• What you will do
Using the listing below, set down exactly the lines starting at the line that contains "Outline every instance of the curved" and ending at the line that contains "Outline every instance of the dark gray", both included, and no others.

• Source data
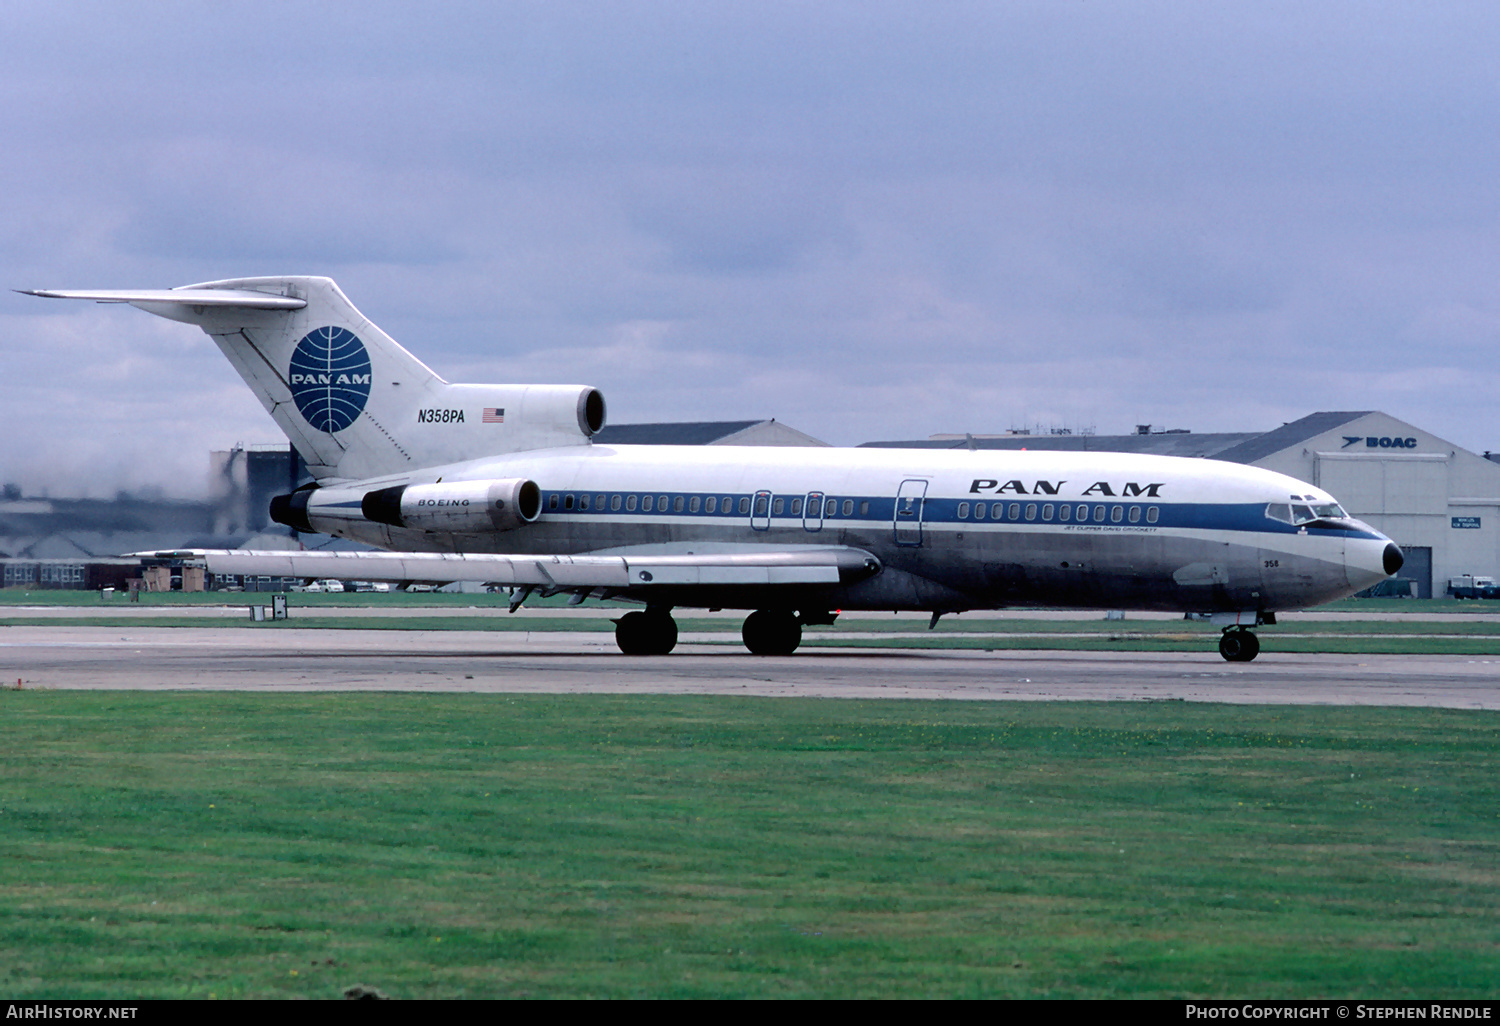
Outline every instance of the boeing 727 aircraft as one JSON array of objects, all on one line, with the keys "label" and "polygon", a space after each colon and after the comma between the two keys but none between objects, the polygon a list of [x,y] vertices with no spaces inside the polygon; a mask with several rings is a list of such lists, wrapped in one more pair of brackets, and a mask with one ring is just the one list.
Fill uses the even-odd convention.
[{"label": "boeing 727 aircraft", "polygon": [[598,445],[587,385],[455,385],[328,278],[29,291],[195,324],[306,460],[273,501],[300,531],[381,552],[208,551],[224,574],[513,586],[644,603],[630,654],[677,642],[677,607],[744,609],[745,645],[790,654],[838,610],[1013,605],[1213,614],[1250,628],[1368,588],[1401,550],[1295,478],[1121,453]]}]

* * *

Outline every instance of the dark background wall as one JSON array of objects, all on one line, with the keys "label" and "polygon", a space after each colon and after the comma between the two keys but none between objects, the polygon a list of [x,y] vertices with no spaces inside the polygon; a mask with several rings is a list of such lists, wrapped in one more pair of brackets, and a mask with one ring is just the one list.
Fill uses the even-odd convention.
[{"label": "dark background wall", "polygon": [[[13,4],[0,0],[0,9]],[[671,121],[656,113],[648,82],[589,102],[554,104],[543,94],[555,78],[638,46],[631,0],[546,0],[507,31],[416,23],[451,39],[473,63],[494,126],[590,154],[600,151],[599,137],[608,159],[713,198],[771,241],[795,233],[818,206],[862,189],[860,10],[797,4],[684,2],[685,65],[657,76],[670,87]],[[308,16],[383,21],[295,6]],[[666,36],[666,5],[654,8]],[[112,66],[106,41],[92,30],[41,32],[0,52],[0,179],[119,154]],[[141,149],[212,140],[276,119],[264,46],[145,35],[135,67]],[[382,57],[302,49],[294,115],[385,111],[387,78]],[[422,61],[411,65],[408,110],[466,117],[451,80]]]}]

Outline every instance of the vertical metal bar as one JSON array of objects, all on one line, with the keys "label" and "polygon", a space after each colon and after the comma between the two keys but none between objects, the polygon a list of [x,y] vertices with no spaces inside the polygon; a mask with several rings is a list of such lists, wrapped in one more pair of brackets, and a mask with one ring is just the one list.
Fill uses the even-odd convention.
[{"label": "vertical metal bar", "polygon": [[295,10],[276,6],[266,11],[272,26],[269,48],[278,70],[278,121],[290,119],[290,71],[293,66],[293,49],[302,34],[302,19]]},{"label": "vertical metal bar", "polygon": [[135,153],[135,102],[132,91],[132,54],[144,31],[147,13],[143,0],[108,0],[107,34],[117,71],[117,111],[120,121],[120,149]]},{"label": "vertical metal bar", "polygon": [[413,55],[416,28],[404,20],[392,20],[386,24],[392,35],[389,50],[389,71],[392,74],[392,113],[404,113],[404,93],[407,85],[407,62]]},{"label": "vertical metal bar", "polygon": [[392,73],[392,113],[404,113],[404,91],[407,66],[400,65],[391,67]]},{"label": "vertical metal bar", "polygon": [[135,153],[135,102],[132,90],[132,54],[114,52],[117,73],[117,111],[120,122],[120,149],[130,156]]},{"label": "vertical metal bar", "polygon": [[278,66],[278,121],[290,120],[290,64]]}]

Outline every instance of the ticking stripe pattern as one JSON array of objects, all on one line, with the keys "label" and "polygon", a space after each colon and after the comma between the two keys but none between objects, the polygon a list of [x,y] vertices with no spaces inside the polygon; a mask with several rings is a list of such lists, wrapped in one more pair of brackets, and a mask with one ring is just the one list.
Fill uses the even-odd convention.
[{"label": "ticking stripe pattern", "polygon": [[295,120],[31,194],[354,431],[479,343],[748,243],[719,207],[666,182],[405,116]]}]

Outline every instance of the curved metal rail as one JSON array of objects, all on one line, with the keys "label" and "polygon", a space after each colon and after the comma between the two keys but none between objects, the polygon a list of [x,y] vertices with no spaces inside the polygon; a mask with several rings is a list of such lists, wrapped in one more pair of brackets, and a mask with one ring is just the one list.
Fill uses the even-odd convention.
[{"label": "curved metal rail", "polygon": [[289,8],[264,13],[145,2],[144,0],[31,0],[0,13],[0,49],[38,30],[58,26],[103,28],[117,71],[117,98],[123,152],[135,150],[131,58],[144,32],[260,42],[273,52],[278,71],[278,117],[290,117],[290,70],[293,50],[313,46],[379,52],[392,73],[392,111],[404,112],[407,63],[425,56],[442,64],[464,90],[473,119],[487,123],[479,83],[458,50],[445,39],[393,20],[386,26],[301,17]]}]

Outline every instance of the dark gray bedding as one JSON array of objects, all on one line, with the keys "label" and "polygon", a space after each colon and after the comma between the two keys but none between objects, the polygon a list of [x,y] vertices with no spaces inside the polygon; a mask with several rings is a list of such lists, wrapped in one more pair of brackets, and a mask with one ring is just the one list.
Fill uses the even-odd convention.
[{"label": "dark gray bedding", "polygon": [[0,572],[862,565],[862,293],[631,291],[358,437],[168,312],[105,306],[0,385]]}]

• Written answer
Outline every instance of the curved metal rail as one JSON array of objects, all on one line, with the keys "label" and "polygon", a space after each colon and after the comma between the two keys but none between objects, the polygon a list of [x,y] vertices with no spaces inside the polygon; a mask with several rings is a list of such lists, wrapped in one more pair of brackets, and a mask with one ring is just the one list.
Fill uses the even-odd convention.
[{"label": "curved metal rail", "polygon": [[289,8],[264,13],[145,2],[144,0],[31,0],[0,13],[0,49],[38,30],[58,26],[103,28],[117,71],[117,98],[123,152],[135,150],[131,58],[144,32],[260,42],[273,52],[278,71],[278,117],[290,117],[290,70],[293,50],[313,46],[379,52],[392,73],[392,111],[404,112],[407,63],[425,56],[442,64],[464,90],[473,119],[487,123],[479,83],[458,50],[445,39],[393,20],[386,26],[301,17]]}]

Outline every instance of the dark gray bedding as one JSON array of objects, all on one line, with the keys "label" and "polygon", a space after each colon and after the comma between the two keys but none between objects, the polygon a list of [x,y] vertices with no spaces inside the polygon; a mask with several rings is a list of such lists, wrapped in one more pair of brackets, and a mask with one ring is just the one list.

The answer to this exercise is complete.